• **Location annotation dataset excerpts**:
======

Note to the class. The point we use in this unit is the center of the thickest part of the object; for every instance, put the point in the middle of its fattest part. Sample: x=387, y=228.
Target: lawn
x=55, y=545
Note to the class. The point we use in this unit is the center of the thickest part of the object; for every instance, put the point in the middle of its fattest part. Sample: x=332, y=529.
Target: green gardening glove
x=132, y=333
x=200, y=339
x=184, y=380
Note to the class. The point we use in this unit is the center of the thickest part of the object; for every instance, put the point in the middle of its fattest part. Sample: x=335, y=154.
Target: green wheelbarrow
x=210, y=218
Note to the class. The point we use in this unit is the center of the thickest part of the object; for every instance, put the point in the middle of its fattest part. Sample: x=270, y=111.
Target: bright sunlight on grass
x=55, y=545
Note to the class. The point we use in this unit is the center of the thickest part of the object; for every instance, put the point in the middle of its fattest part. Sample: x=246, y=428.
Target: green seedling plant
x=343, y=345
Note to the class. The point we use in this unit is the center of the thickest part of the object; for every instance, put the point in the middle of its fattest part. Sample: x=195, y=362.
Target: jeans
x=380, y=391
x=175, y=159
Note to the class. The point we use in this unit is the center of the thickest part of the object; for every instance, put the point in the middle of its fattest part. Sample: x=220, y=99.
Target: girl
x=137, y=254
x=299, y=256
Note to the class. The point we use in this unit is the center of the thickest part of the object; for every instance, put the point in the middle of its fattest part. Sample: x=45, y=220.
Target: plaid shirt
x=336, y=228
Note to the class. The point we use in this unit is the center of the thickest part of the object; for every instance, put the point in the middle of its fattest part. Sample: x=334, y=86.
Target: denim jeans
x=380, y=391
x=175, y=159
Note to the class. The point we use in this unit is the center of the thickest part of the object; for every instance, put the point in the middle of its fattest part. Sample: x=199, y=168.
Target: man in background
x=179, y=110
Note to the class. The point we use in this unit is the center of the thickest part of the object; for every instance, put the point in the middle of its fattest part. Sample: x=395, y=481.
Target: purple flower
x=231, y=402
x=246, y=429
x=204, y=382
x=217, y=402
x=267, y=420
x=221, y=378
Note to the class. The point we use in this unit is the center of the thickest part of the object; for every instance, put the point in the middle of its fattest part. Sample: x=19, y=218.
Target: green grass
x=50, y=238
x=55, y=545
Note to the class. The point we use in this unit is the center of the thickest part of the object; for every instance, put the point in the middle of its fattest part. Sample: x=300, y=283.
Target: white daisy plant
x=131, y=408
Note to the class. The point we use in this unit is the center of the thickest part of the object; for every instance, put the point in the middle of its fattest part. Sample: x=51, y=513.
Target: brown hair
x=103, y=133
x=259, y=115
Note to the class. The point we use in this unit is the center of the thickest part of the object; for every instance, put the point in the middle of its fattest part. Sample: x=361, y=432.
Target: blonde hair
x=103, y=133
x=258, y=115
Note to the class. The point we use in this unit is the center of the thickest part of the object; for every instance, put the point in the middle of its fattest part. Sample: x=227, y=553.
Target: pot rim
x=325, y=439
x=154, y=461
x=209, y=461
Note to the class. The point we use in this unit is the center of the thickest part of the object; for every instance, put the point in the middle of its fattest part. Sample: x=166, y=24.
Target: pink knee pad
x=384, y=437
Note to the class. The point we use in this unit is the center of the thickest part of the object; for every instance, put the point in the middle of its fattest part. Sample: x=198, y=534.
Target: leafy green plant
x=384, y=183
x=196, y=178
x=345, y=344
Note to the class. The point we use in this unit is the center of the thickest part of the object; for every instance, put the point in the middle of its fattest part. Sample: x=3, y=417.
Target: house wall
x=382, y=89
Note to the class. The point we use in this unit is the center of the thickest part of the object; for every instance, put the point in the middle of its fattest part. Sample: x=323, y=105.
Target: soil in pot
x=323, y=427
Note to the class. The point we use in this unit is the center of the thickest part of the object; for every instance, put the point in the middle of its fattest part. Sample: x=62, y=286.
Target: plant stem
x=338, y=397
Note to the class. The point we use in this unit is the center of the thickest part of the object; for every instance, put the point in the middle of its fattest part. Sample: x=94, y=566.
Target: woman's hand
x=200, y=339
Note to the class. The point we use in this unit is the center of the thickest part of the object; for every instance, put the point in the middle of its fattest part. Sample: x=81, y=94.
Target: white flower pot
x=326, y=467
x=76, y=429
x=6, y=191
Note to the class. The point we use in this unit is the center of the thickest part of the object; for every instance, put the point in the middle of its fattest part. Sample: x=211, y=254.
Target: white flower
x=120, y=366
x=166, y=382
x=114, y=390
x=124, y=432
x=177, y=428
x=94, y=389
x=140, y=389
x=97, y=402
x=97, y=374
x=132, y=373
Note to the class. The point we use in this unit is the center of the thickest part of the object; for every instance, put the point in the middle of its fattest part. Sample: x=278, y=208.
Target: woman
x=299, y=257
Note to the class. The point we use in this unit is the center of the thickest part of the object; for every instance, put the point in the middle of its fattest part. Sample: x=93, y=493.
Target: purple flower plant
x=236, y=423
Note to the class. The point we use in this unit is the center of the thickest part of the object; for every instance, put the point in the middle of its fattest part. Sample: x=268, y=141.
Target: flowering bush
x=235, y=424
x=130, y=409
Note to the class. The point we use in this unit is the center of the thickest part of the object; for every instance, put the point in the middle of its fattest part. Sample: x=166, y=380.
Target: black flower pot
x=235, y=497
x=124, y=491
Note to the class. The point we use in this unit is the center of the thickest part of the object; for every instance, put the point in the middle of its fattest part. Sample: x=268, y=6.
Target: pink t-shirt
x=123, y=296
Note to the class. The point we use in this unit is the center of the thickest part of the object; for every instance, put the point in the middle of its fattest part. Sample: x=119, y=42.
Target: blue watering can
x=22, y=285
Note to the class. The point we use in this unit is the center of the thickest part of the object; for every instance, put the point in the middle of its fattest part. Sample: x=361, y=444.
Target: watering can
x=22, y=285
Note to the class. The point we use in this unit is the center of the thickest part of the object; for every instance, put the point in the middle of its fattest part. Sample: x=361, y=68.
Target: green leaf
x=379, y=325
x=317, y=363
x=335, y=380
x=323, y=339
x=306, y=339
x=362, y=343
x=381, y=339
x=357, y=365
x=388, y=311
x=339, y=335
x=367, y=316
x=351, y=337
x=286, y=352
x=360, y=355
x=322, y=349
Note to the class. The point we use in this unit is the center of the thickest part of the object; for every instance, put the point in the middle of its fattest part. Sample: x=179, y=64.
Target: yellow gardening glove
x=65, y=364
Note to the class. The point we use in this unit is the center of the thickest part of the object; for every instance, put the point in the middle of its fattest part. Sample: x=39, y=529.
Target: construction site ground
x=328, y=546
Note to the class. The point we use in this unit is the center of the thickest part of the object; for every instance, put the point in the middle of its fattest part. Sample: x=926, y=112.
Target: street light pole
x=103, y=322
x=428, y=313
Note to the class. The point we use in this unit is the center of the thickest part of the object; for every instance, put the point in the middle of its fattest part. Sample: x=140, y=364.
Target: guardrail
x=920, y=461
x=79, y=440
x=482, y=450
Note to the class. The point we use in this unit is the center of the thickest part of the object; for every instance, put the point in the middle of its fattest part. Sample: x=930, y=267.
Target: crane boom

======

• **Task requirements**: Transcribe the full listing above without leaving anything out.

• **Answer to this problem**:
Note to the class. The point we use in this unit is the center of the thickest part of the object; for every instance, put the point in the middle of its fattest part. Sample: x=387, y=228.
Target: lawn
x=55, y=545
Note to the class. The point we use in this unit is the center of the thickest part of the object; for every instance, put the point in the middle of its fattest part. Sample: x=332, y=529.
Target: green gardening glove
x=132, y=333
x=200, y=339
x=184, y=380
Note to the class. The point we use in this unit is the center of the thickest part of the object; for every instance, put the point in the middle of its fattest part. Sample: x=335, y=154.
Target: green wheelbarrow
x=210, y=218
Note to the class. The point we use in this unit is the center of the thickest part of the object; for every instance, put the point in the middle of its fattest part. Sample: x=270, y=111.
Target: bright sunlight on grass
x=55, y=545
Note to the class. The point we use in this unit is the center of the thickest part of the object; for every instance, put the point in the middle of its fattest part. Sample: x=246, y=428.
Target: green seedling plant
x=343, y=345
Note to the class. The point we use in this unit is the center of the thickest part of the object; for every instance, put the point in the middle of its fattest part. Sample: x=195, y=362.
Target: jeans
x=380, y=391
x=175, y=159
Note to the class. The point we use in this unit is the center of the thickest part of the object; for every instance, put the point in the middle of its fattest part. Sample: x=220, y=99.
Target: girl
x=137, y=254
x=299, y=256
Note to the class. The point we use in this unit is the center of the thickest part of the object; for every instance, put the point in the middle of its fattest part. Sample: x=45, y=220.
Target: plaid shirt
x=336, y=228
Note to the class. The point we use in this unit is the center of the thickest part of the object; for every instance, put the point in the middle of its fattest part. Sample: x=334, y=86.
Target: denim jeans
x=380, y=391
x=175, y=159
Note to the class. The point we use in this unit is the center of the thickest part of the object; for every instance, put the point in the middle of its fattest part. Sample: x=199, y=168.
Target: man in background
x=179, y=110
Note to the class. The point we use in this unit is the center of the thickest part of the object; for every instance, put the point in the middle of its fattest part. Sample: x=395, y=481.
Target: purple flower
x=231, y=402
x=246, y=429
x=204, y=382
x=217, y=402
x=267, y=420
x=221, y=378
Note to the class. The point we use in this unit is the center of the thickest part of the object; for every instance, put the point in the middle of its fattest part. Sample: x=19, y=218.
Target: green grass
x=50, y=238
x=55, y=545
Note to the class. The point we use in this unit is the center of the thickest part of the object; for every instance, put the point in the middle of its fattest part. Sample: x=300, y=283.
Target: white daisy plant
x=131, y=408
Note to the class. The point we use in this unit is the center of the thickest part of the object; for every instance, put the point in the middle of its fattest part. Sample: x=51, y=513.
Target: brown hair
x=103, y=133
x=259, y=115
Note to the class. The point we use in this unit is the center of the thickest part of the object; for every instance, put the point in the middle of its fattest part. Sample: x=361, y=432.
Target: blonde hair
x=103, y=133
x=258, y=115
Note to the class. The point we use in this unit is the center of the thickest part of the object; for every instance, put the point in the middle of its fattest part. Sample: x=227, y=553.
Target: pot rim
x=325, y=439
x=154, y=461
x=209, y=461
Note to the class. The point we use in this unit is the center of the thickest part of the object; for every instance, put the point in the middle of its fattest part. Sample: x=166, y=24.
Target: pink knee pad
x=384, y=437
Note to the class. The point we use in this unit is the center of the thickest part of the object; for every instance, put the point in the middle of its fattest part. Sample: x=198, y=534.
Target: leafy green plant
x=384, y=183
x=196, y=178
x=345, y=344
Note to the class. The point we use in this unit is the center of the thickest part of the object; for every instance, put the point in the middle of its fattest part. Sample: x=3, y=417.
Target: house wall
x=382, y=89
Note to the class. The point we use in this unit is the center of the thickest part of the object; for every instance, put the point in the middle of its fattest part. Sample: x=323, y=105.
Target: soil in pot
x=323, y=427
Note to the class. The point we use in this unit is the center of the thickest part of the object; for every instance, put the point in the middle of its fattest part. Sample: x=62, y=286.
Target: plant stem
x=338, y=397
Note to the class. The point we use in this unit is the center of the thickest part of the object; for every instance, put the point in the middle of its fattest part. Sample: x=94, y=566.
Target: woman's hand
x=200, y=339
Note to the class. The point we use in this unit is the center of the thickest part of the object; for every instance, put the point in the middle of its fattest part. Sample: x=81, y=94.
Target: white flower pot
x=326, y=467
x=76, y=429
x=6, y=191
Note to the class. The point we use in this unit is the center of the thickest part of the object; for every instance, put the point in the middle of its fattest part. Sample: x=211, y=254.
Target: white flower
x=120, y=366
x=166, y=382
x=114, y=390
x=124, y=432
x=177, y=428
x=94, y=389
x=140, y=389
x=97, y=402
x=97, y=374
x=132, y=373
Note to the class. The point we use in this unit is the center of the thickest part of the object; for every instance, put the point in the middle of its fattest part. Sample: x=278, y=208.
Target: woman
x=299, y=257
Note to the class. The point we use in this unit is the center of the thickest part of the object; for every instance, put the point in the middle of its fattest part. Sample: x=93, y=493.
Target: purple flower plant
x=236, y=423
Note to the class. The point we use in this unit is the center of the thickest part of the object; for every instance, put the point in the middle of its fattest part. Sample: x=268, y=141.
Target: flowering bush
x=235, y=424
x=130, y=409
Note to the class. The point we use in this unit is the center of the thickest part of the object; for every instance, put the point in the middle of its fattest part. Sample: x=166, y=380.
Target: black flower pot
x=235, y=497
x=124, y=491
Note to the class. The point we use in this unit is the center of the thickest part of the object; for every instance, put the point in the middle of its fattest part. Sample: x=268, y=6.
Target: pink t-shirt
x=123, y=296
Note to the class. The point we use in this unit is the center of the thickest part of the object; for every instance, put the point in the middle of its fattest part. Sample: x=119, y=42.
Target: blue watering can
x=22, y=285
Note to the class. The point we use in this unit is the center of the thickest part of the object; for every instance, put the point in the middle of its fattest part. Sample: x=361, y=444.
Target: watering can
x=22, y=285
Note to the class. The point we use in this unit is the center of the thickest part of the object; for every instance, put the point in the middle of its fattest part. Sample: x=361, y=68.
Target: green leaf
x=379, y=325
x=317, y=363
x=335, y=380
x=323, y=339
x=306, y=339
x=362, y=343
x=381, y=339
x=357, y=365
x=388, y=311
x=339, y=335
x=367, y=316
x=351, y=337
x=286, y=352
x=360, y=355
x=322, y=349
Note to the class. The point we use in this unit is the center of the thickest part of the object; for every instance, put the point in the middle of its fattest part. Sample: x=179, y=64.
Target: yellow gardening glove
x=65, y=364
Note to the class. The point we use in this unit is the center of the thickest part of the object; for every instance, put the point in the middle of its fattest part. Sample: x=39, y=529.
Target: construction site ground
x=328, y=546
Note to the class. The point we use in this unit is the center of the thickest part of the object; for every instance, put the point in the middle of its fattest part. Sample: x=926, y=112.
Target: street light pole
x=103, y=322
x=428, y=313
Note to the class. The point we use in this unit is the center of the thickest part of the object; for every instance, put the point in the middle of its fattest part. Sample: x=140, y=364.
Target: guardrail
x=920, y=461
x=79, y=440
x=482, y=450
Note to the class. The point we use in this unit is the center of the thickest part of the object; for every instance, put the point in the middle of its fattest part. Sample: x=930, y=267.
Target: crane boom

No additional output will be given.